SELECTED TEXT |
>>

GREENPOINT, Brooklyn, Aug. 24…Wanna make a fast dollar?

“Find a hacker and go to Harvard.”

That’s what Efraim Durg, CEO of Durgometrics, a hedge fund that specializes in high risk investments, is advising his clients these days.

Durg has just returned from the Federal Reserve Bank’s annual retreat in Jackson Hole, Wyoming, where the mood was dismal. Central bankers from all over the world were puzzled and distressed by the slow but steady erosion in the global economy.

“We are in the midst of the greatest financial crisis since World War 2,” said Stanley Fischer, governor of the Bank of Israel. Yutaka Yamaguchi, former Deputy Governor of the Bank of Japan warned that the world was in a period of “exceptional uncertainty.”

But Durg is optimistic. “The economy is like a seesaw,” he says. “if somebody is down that means somebody else is up.”

Durg says he has found two classes of investors that are doing exceptionally well–US Senators and university endowment funds.

“Our research shows that the net worth of all US Senators has risen almost 20% since 2004,” he says. “And this same period recorded substantial gains for endowment funds.”

Durg quoted a report in the Washington Spectator, which said that Senators who played the market earned an “abnormal rate of return” According to the report: “Senators consistently anticipated movements in stock prices; they often purchased stocks before prices took off like a rocket and revealed an uncanny ability to sell just when a stock was about to flatten out.”

Senators and their spouses outperformed the market by by around ten per cent annually, the report said.

“Nobody gets results like this in the financial world,” said Professor Tom Ferguson of UMass-Boston, “Any manager of a mutual fund who beats the market by two per cent is considered a genius.”

“Just shows you how clever these politicians are,” says Durg with a knowing wink.

University endowments have done almost as well in this down market. The top fifty funds have risen over a 100% in value. The managers of these funds may have done well in former jobs, but they became financial wizards when they went to work in the Academe.

“Must be the food in the campus cafeteria,” says Durg with an ironic tap of his nose.

But Durg says the “numbers really explode” when you pair a Senator with his/her alma mater.

“Take Senator Kennedy (Edward Kennedy, D. Mass.) for example,” he says. “During the periods 2004 to the end of fiscal year 2006 his maximum net worth rose 300% from $51 million to $162 million. As Kennedy contributed less than 1% of his income to charity he was able to spend most of it on his lifestyle, his homes and especially his beloved yacht where he recuperated after cancer surgery.”

<<

WHAT YOU NEED TO DO | Write the next part of the article on Durgometrics and the investment gains of Senators and university endowments, starting after the sentence about Senator Kennedy's yacht.

GIVEN ENTRIES |
>>

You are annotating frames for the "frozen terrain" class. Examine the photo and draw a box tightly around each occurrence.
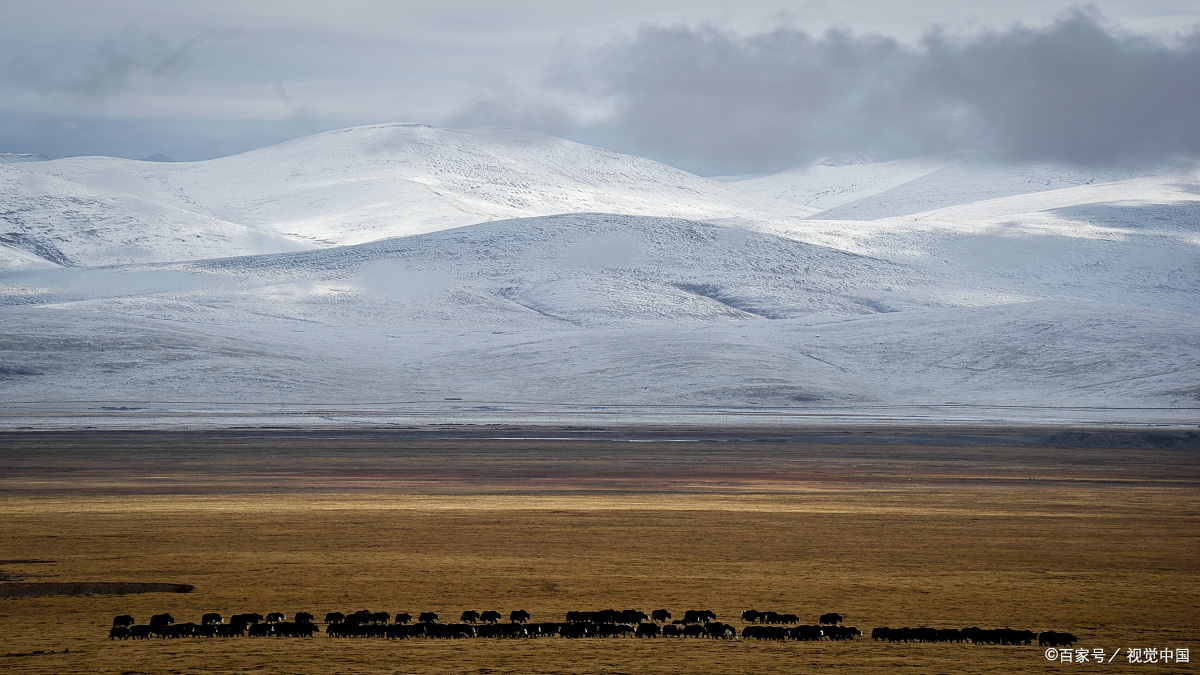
[0,125,1200,426]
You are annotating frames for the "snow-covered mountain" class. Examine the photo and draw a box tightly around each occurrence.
[0,124,814,270]
[0,125,1200,425]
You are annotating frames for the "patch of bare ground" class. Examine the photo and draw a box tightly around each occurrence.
[0,581,196,599]
[0,427,1200,674]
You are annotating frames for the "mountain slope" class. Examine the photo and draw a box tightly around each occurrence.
[0,125,812,265]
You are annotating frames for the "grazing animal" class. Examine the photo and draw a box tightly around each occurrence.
[634,623,662,638]
[150,614,175,634]
[704,621,738,640]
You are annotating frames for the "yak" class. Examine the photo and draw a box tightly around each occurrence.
[150,614,175,633]
[634,623,662,638]
[1038,631,1079,647]
[683,609,716,625]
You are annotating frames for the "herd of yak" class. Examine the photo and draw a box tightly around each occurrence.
[108,609,1076,647]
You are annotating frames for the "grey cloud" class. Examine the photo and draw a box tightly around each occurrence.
[5,24,238,103]
[472,10,1200,173]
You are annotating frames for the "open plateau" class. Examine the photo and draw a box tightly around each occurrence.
[0,124,1200,675]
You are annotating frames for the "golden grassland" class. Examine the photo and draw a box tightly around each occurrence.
[0,483,1200,674]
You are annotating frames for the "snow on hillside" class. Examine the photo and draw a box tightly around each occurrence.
[730,157,953,212]
[0,125,812,265]
[728,153,1140,220]
[0,125,1200,425]
[0,160,311,271]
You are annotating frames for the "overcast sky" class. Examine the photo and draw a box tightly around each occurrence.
[0,0,1200,174]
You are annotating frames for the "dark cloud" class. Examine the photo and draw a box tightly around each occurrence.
[468,11,1200,173]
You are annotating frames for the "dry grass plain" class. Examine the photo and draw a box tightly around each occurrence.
[0,427,1200,674]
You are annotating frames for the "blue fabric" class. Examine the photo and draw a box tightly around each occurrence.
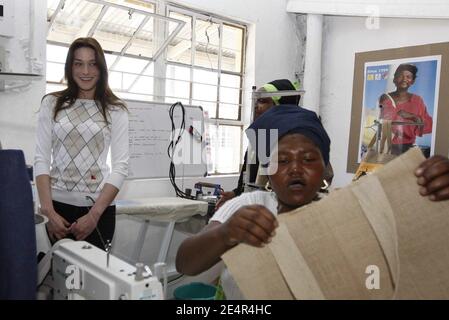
[0,150,37,299]
[247,105,331,165]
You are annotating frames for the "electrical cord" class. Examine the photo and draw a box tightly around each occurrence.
[167,102,195,199]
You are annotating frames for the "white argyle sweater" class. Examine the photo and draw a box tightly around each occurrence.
[34,95,129,206]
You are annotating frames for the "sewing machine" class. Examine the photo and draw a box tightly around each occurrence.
[40,239,165,300]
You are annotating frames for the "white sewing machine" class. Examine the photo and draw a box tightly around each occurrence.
[40,239,165,300]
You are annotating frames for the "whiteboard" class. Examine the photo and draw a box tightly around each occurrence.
[125,100,207,179]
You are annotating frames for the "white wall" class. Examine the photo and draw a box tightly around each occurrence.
[0,0,47,164]
[320,16,449,186]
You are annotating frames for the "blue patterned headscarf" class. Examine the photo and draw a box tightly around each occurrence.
[246,105,331,165]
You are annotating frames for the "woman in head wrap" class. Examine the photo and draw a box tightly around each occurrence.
[216,79,334,210]
[176,106,449,299]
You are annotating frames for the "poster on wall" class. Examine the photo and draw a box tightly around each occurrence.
[357,55,441,162]
[347,43,449,172]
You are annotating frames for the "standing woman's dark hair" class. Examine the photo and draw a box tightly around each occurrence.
[53,38,126,122]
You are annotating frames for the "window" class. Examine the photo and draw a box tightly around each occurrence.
[47,0,246,174]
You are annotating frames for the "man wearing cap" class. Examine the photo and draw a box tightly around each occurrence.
[216,79,334,209]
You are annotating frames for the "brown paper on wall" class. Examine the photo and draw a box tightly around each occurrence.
[222,149,449,299]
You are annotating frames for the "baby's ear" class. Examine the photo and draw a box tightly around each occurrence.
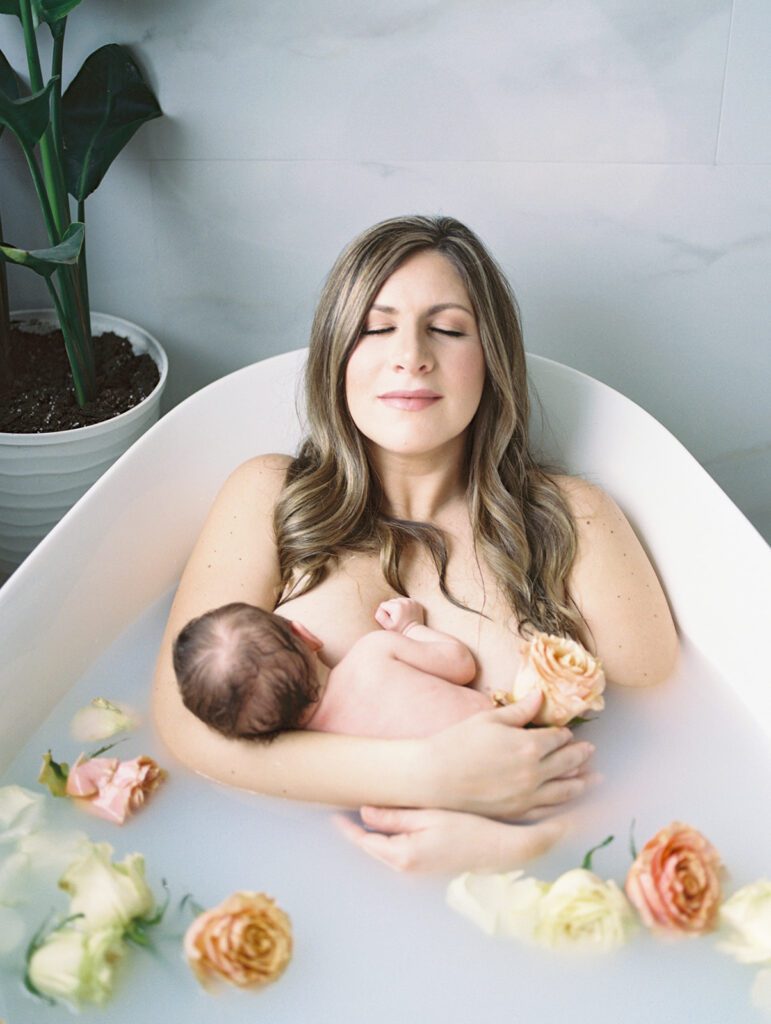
[289,621,324,650]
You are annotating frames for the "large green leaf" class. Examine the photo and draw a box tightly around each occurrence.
[61,43,163,202]
[0,221,84,278]
[0,78,56,150]
[0,50,22,141]
[0,0,81,25]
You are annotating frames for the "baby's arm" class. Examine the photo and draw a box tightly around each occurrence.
[375,597,476,686]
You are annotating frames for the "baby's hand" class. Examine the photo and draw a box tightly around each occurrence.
[375,597,424,633]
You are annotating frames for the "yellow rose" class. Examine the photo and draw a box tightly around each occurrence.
[718,879,771,964]
[28,927,124,1008]
[446,871,549,940]
[512,633,605,726]
[184,892,292,988]
[536,867,635,950]
[59,843,155,932]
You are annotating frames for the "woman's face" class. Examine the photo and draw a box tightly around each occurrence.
[345,251,485,455]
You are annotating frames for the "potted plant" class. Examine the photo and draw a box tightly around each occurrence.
[0,0,167,580]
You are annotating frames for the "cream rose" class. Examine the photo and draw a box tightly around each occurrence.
[28,927,124,1008]
[70,697,139,743]
[718,879,771,964]
[512,633,605,726]
[446,871,549,940]
[184,892,292,988]
[59,843,156,932]
[626,821,721,936]
[536,867,635,950]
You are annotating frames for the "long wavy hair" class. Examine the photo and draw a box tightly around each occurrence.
[273,216,584,639]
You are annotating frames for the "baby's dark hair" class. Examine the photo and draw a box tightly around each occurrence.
[173,602,318,740]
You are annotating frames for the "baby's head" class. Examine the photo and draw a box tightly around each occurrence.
[173,603,322,739]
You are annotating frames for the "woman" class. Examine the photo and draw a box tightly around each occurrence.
[155,217,677,870]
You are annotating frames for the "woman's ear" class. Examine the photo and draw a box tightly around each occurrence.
[289,621,324,650]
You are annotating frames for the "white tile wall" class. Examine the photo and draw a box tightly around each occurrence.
[0,0,771,538]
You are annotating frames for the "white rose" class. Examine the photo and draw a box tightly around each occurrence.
[718,879,771,964]
[70,697,139,743]
[59,843,155,932]
[536,867,635,949]
[28,927,124,1007]
[446,871,549,940]
[0,785,44,843]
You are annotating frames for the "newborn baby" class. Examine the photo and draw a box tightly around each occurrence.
[173,597,490,739]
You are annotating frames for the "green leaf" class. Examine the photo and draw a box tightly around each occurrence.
[31,0,81,25]
[0,78,56,150]
[0,221,85,278]
[38,751,70,797]
[61,43,163,203]
[581,836,613,871]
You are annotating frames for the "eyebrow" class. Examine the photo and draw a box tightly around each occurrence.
[370,302,474,316]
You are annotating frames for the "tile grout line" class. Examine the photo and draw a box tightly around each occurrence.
[713,0,736,166]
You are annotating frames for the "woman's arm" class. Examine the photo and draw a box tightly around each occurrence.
[556,476,678,686]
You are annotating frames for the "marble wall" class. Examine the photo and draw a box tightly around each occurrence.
[0,0,771,539]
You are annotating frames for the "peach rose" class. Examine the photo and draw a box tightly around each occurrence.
[67,754,166,825]
[626,821,721,935]
[513,633,605,726]
[184,892,292,988]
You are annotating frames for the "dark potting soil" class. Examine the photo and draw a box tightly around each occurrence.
[0,325,160,434]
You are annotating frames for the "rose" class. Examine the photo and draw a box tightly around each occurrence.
[28,927,124,1007]
[513,633,605,726]
[626,821,721,935]
[184,892,292,988]
[67,754,166,825]
[59,843,155,932]
[0,785,43,843]
[70,697,139,742]
[718,879,771,964]
[446,871,549,940]
[534,867,635,950]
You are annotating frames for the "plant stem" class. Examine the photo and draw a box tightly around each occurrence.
[18,0,70,237]
[0,208,13,391]
[45,278,89,408]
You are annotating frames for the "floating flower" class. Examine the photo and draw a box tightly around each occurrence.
[446,871,549,940]
[27,926,124,1009]
[534,867,636,950]
[512,633,605,726]
[59,843,156,933]
[0,785,43,843]
[184,892,292,988]
[38,751,166,825]
[70,697,139,743]
[626,821,721,936]
[718,879,771,964]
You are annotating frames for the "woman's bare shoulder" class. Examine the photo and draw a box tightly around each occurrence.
[552,475,678,686]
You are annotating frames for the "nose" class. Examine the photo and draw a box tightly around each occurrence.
[391,325,434,374]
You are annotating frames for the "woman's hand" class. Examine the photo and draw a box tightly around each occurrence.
[422,691,594,821]
[335,807,567,873]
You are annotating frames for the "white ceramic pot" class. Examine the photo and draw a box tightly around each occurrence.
[0,309,169,583]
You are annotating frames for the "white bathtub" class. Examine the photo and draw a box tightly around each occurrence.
[0,351,771,1024]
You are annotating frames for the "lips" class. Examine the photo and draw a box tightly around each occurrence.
[378,388,441,413]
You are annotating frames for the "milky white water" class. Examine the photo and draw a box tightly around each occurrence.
[0,598,771,1024]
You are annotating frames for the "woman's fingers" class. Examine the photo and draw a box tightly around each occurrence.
[333,808,414,871]
[541,741,595,781]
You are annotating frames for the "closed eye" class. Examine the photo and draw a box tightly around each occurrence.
[361,327,464,338]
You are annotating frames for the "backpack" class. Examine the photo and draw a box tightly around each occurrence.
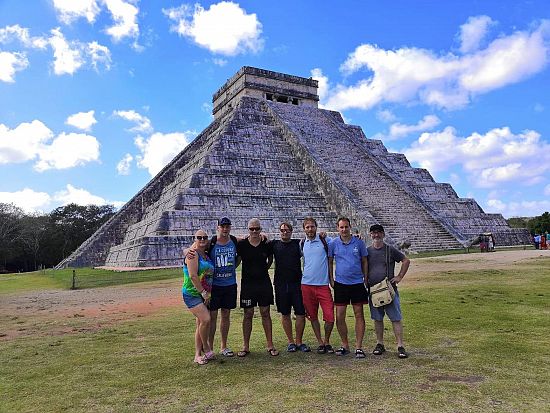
[300,237,328,257]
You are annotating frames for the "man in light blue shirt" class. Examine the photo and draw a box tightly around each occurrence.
[300,217,334,354]
[328,217,368,358]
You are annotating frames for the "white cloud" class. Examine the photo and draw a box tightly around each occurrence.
[50,28,84,75]
[163,1,263,56]
[65,110,97,132]
[388,115,441,139]
[53,184,124,208]
[0,25,111,77]
[484,199,550,218]
[458,16,496,53]
[0,120,53,164]
[103,0,139,42]
[0,188,51,213]
[135,131,196,176]
[53,0,139,47]
[0,184,124,213]
[34,132,99,172]
[86,41,111,72]
[116,153,134,175]
[403,127,550,188]
[311,68,329,106]
[323,20,550,110]
[0,52,29,83]
[0,24,48,49]
[53,0,100,24]
[212,57,228,67]
[113,110,153,132]
[376,109,397,123]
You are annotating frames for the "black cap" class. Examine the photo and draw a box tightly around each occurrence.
[218,217,231,226]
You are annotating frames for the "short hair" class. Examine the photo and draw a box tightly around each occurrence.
[302,217,317,228]
[336,217,351,228]
[279,221,292,231]
[248,218,262,228]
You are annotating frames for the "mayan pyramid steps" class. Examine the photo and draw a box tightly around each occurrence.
[60,67,529,267]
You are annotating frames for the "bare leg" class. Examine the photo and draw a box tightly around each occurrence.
[260,305,273,349]
[281,314,297,344]
[243,307,254,351]
[190,304,212,357]
[296,315,306,345]
[391,320,403,347]
[208,310,218,348]
[374,320,384,345]
[325,321,334,344]
[336,305,349,350]
[220,308,231,350]
[353,304,365,349]
[311,320,326,346]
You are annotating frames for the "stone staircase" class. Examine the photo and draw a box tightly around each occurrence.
[266,102,462,251]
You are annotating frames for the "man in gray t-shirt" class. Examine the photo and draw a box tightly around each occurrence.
[367,224,410,358]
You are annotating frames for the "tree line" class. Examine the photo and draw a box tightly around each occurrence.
[0,203,115,272]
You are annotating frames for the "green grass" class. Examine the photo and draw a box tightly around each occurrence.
[0,258,550,413]
[0,268,182,294]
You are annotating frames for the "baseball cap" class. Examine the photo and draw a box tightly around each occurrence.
[218,217,231,225]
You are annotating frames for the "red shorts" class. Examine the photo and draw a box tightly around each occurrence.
[302,284,334,323]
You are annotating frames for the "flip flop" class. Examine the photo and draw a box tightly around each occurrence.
[267,348,279,357]
[220,348,235,357]
[193,357,208,366]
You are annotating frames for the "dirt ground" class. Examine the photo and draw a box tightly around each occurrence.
[0,246,550,341]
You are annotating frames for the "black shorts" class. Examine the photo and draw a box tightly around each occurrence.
[334,281,369,305]
[208,284,237,311]
[241,280,273,308]
[275,282,306,315]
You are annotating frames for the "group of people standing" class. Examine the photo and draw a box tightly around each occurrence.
[182,217,410,365]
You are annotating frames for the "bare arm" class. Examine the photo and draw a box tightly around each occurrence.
[328,257,334,288]
[361,257,369,284]
[393,257,411,284]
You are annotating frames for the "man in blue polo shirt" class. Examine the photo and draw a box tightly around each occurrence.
[328,217,368,358]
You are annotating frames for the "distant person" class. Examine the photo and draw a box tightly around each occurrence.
[237,218,279,357]
[367,224,410,358]
[533,234,540,250]
[301,217,334,354]
[328,217,368,358]
[182,230,215,366]
[270,222,311,353]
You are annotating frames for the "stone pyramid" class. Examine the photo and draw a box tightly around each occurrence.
[60,67,529,267]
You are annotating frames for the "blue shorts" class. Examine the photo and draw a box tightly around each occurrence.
[182,293,204,309]
[369,292,401,321]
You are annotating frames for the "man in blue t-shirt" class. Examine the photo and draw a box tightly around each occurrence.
[328,217,368,358]
[208,217,240,357]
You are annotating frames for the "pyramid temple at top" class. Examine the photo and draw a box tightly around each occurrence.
[60,67,530,267]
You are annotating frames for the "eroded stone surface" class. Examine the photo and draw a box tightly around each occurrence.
[60,67,530,267]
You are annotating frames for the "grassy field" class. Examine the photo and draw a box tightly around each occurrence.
[0,253,550,412]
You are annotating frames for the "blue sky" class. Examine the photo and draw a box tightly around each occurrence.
[0,0,550,217]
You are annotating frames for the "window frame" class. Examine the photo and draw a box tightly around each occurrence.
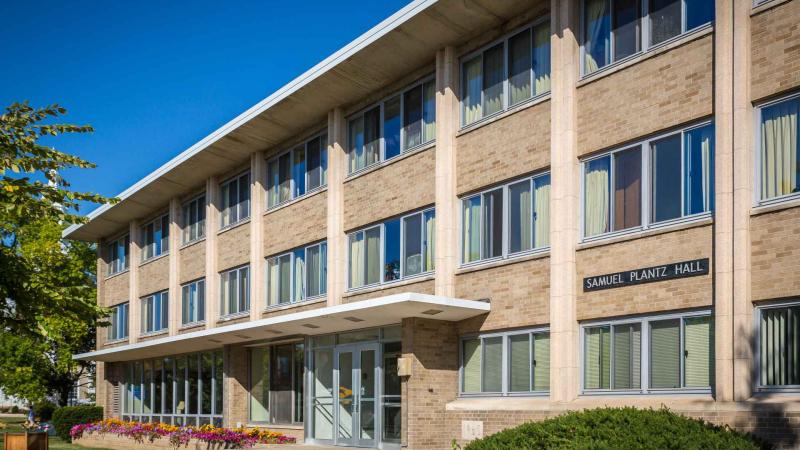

<<

EXPECTED ANSWER |
At the same time Kennedy (Harvard ’56) was getting rich his alma mater’s Endowment Fund was getting richer, growing at a rate of 23% per annum to $35 billion at the end of fiscal 2007. And this year with the finest minds in finance going bankrupt or to jail the Harvard Fund is up 9%.

This means that it has $1,456, 940 to spend on every student, not counting tuition and grants. But the fund plows most of its profits back into investments.

“University Endowments are run by managers, not educators,” says Durg. “They just want to use their money to make more money.”

What’s behind this incredible success? Do lobbyists and anxious constituents feed inside information to Senators? Do wealthy alumni tip off their endowment fund managers?

Durg refuses to speculate. “If you catch a guy playing with loaded dice, you don’t turn him in, you get a piece of his action.”

Unlike Warren Buffet, Senators and endowment funds don’t share their wisdom.

“You’ll have to get shady to get rich,” Durg says.

He suggests trying to corrupt an employee of the endowment or the senator’s staff–”maybe drugs or sexual blackmail, incriminating e mails or photos–” and getting information on the daily trades.”

Or planting a mole inside the endowment–”an MBA with a streak of larceny–” and have him spy from the inside.

You can always find a cleaning lady or maintenance person to bring you the all the trash from the trading floor.

But the best way is to find a hacker–”some nosepicker in Slovenia or Mindanao–”to plant a keystroke in their computers that sends all their transactions right back to Mama.”

Just be careful not to get caught.

“Insider trading is nothing,” Durg says. “Senators can get away with murder, too.”